> Given problem: Count the lines in the entries below that contain the word "hair". Reply with only that number.

------------------------------------------------------------

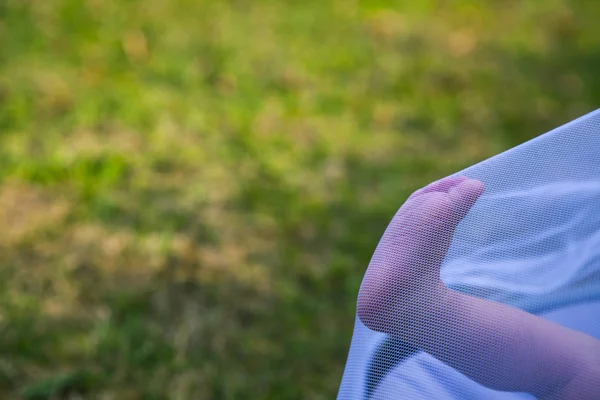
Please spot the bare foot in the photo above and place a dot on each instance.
(402, 284)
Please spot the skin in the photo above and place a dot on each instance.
(499, 346)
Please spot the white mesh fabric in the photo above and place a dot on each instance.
(486, 284)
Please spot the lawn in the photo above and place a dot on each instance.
(190, 190)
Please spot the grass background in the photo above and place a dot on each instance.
(191, 189)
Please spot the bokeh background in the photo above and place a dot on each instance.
(191, 189)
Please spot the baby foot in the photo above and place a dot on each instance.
(402, 285)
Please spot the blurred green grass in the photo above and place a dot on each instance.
(191, 190)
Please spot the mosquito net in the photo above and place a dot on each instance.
(486, 284)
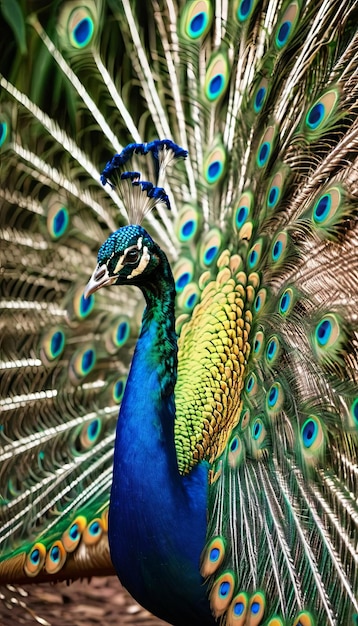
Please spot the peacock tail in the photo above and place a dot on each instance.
(260, 99)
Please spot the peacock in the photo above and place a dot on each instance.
(179, 304)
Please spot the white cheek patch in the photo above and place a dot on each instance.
(119, 265)
(142, 265)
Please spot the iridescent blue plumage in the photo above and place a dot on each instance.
(157, 518)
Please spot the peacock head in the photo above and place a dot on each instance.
(127, 257)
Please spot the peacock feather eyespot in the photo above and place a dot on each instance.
(258, 344)
(58, 219)
(304, 619)
(4, 132)
(328, 336)
(266, 146)
(244, 419)
(222, 593)
(286, 302)
(196, 19)
(312, 437)
(88, 435)
(236, 453)
(251, 384)
(117, 335)
(118, 390)
(254, 255)
(237, 612)
(213, 556)
(243, 210)
(80, 27)
(35, 560)
(257, 429)
(82, 307)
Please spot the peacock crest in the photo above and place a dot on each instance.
(203, 155)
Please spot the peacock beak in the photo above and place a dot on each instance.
(100, 278)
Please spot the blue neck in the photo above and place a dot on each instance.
(157, 520)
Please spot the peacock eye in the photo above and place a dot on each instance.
(132, 256)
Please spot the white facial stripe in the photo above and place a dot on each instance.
(142, 265)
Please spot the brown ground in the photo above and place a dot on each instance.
(102, 602)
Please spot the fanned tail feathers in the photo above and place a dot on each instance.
(263, 240)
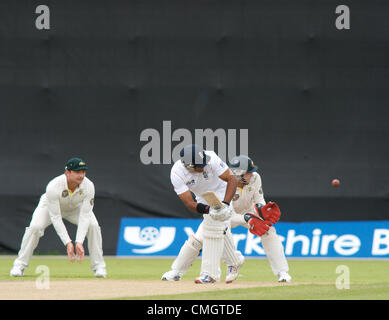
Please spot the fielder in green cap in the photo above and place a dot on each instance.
(69, 196)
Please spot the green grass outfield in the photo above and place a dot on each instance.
(315, 279)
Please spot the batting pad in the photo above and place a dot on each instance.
(213, 245)
(274, 250)
(229, 255)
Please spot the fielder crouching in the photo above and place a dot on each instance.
(69, 196)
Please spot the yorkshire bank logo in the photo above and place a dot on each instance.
(164, 237)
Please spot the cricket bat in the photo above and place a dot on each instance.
(212, 200)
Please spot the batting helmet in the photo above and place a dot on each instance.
(193, 156)
(242, 164)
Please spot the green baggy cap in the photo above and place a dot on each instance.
(76, 164)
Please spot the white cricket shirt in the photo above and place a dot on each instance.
(200, 182)
(245, 198)
(61, 200)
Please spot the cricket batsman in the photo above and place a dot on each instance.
(251, 211)
(198, 172)
(69, 196)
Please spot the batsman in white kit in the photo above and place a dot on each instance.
(249, 201)
(251, 211)
(198, 172)
(69, 196)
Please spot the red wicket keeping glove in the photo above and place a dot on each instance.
(270, 211)
(257, 226)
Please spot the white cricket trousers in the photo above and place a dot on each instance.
(41, 220)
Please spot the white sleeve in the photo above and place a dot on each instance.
(217, 164)
(55, 215)
(85, 214)
(178, 183)
(258, 194)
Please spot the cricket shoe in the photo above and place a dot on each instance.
(16, 272)
(171, 275)
(284, 277)
(232, 271)
(100, 273)
(205, 279)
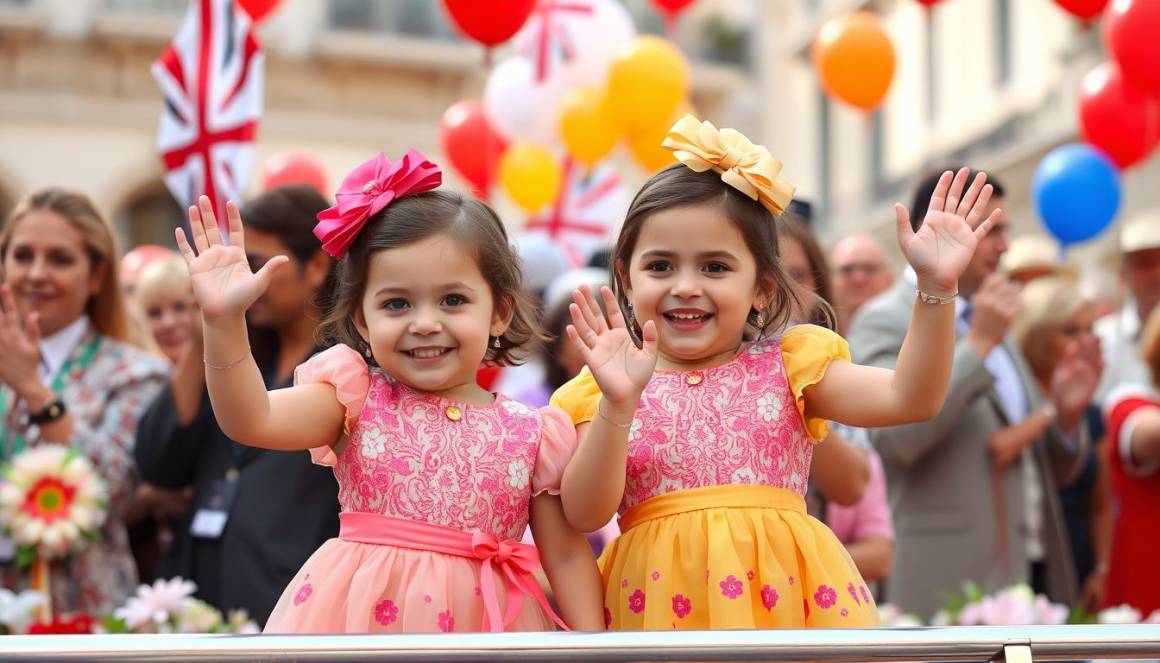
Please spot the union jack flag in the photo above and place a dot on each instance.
(589, 208)
(211, 79)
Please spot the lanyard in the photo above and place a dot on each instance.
(14, 442)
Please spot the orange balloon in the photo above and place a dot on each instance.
(855, 59)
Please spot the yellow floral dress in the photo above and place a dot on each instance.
(713, 522)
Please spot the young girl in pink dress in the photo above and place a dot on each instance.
(701, 437)
(437, 476)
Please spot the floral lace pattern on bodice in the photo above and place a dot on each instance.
(419, 457)
(734, 423)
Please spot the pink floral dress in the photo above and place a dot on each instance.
(421, 463)
(716, 534)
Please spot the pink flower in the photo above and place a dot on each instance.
(681, 605)
(768, 597)
(386, 612)
(637, 602)
(826, 596)
(304, 592)
(731, 587)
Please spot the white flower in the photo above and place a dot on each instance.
(1119, 614)
(744, 475)
(51, 498)
(516, 407)
(519, 475)
(19, 610)
(156, 604)
(372, 444)
(635, 430)
(1051, 613)
(197, 617)
(769, 407)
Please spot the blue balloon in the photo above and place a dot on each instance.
(1077, 192)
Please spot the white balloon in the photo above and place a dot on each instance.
(517, 106)
(581, 45)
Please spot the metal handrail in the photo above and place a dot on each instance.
(1013, 643)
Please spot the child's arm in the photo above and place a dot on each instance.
(570, 565)
(288, 420)
(939, 252)
(594, 480)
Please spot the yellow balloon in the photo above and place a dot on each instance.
(530, 175)
(646, 82)
(586, 125)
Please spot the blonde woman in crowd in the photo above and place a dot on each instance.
(73, 373)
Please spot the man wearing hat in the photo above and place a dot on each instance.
(1119, 333)
(1029, 257)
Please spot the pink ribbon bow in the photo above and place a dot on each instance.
(369, 188)
(517, 565)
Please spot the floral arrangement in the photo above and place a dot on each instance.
(51, 502)
(1016, 605)
(168, 606)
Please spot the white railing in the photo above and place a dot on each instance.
(1010, 645)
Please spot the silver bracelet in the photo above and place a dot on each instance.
(226, 366)
(927, 298)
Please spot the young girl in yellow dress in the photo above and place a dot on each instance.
(702, 435)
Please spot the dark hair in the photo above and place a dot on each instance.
(679, 186)
(415, 218)
(926, 190)
(820, 310)
(289, 213)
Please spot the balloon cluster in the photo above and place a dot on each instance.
(580, 82)
(1077, 187)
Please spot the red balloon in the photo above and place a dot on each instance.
(471, 144)
(1086, 9)
(1116, 117)
(490, 22)
(671, 7)
(1130, 29)
(259, 9)
(295, 168)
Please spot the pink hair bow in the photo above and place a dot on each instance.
(369, 188)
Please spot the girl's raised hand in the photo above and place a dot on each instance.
(223, 282)
(621, 369)
(954, 224)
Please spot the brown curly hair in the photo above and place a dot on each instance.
(414, 218)
(679, 186)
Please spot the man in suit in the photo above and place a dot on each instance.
(255, 515)
(964, 508)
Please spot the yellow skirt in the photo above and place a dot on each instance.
(730, 556)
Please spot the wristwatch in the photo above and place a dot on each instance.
(49, 413)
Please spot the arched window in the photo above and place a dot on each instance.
(149, 217)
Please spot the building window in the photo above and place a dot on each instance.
(149, 218)
(1002, 42)
(411, 17)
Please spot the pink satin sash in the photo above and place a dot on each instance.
(515, 561)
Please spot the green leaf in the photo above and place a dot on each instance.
(26, 556)
(114, 624)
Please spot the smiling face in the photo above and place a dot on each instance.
(50, 269)
(694, 276)
(428, 315)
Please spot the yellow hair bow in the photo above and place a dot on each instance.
(747, 167)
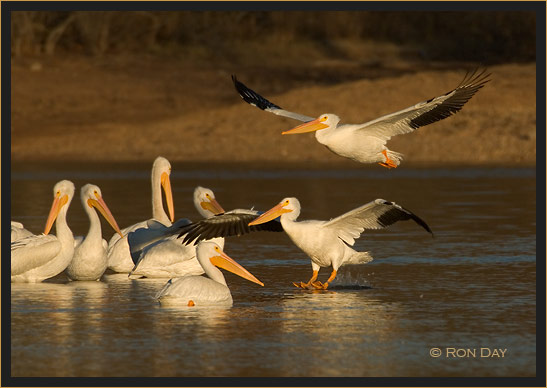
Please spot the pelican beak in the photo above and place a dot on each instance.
(166, 184)
(100, 205)
(226, 262)
(213, 206)
(271, 214)
(310, 126)
(58, 203)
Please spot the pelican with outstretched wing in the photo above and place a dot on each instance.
(366, 143)
(328, 243)
(167, 257)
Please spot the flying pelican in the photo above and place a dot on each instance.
(39, 257)
(18, 231)
(328, 243)
(168, 257)
(365, 143)
(119, 258)
(90, 260)
(194, 290)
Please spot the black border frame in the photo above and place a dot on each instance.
(538, 7)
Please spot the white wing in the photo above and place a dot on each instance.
(33, 252)
(377, 214)
(427, 112)
(253, 98)
(18, 231)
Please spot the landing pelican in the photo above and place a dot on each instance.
(39, 257)
(365, 143)
(168, 257)
(328, 243)
(119, 258)
(18, 231)
(198, 290)
(90, 260)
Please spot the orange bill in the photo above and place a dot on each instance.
(271, 214)
(310, 126)
(58, 203)
(100, 205)
(166, 184)
(226, 262)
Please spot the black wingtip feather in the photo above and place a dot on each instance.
(251, 97)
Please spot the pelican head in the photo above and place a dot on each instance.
(209, 252)
(161, 170)
(205, 202)
(63, 192)
(326, 120)
(92, 197)
(287, 205)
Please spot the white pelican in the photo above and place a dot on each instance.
(39, 257)
(119, 258)
(365, 143)
(232, 223)
(90, 260)
(194, 290)
(18, 231)
(328, 243)
(168, 257)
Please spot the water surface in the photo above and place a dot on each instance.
(470, 287)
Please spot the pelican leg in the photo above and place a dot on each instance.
(308, 284)
(388, 163)
(323, 286)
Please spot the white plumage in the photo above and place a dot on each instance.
(18, 231)
(119, 257)
(169, 257)
(39, 257)
(194, 290)
(328, 243)
(365, 143)
(90, 259)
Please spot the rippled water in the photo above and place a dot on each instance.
(470, 287)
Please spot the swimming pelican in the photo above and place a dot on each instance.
(90, 260)
(39, 257)
(328, 243)
(168, 257)
(18, 231)
(119, 258)
(194, 290)
(365, 143)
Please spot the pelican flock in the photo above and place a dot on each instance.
(365, 143)
(184, 251)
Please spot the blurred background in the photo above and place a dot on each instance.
(134, 85)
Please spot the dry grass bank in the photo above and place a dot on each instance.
(81, 110)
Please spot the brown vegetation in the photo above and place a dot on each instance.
(134, 85)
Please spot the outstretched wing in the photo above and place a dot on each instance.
(427, 112)
(154, 231)
(377, 214)
(232, 223)
(253, 98)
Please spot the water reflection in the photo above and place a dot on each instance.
(472, 285)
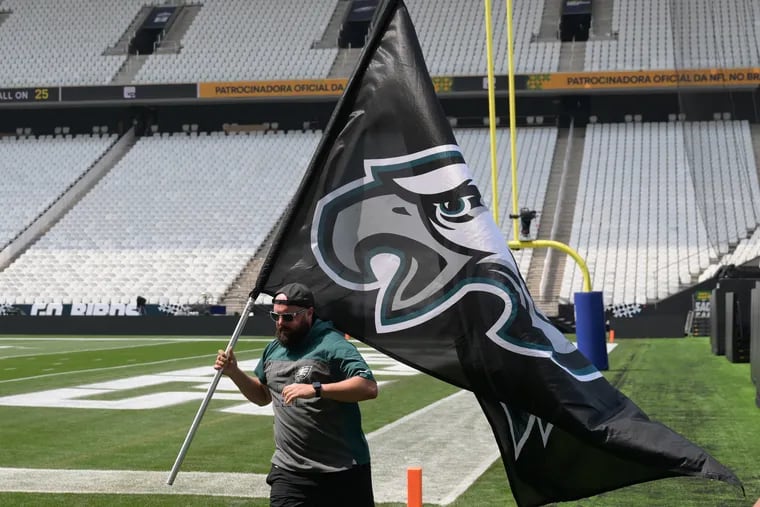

------------------------------------------------------------

> Response for this exercise: 4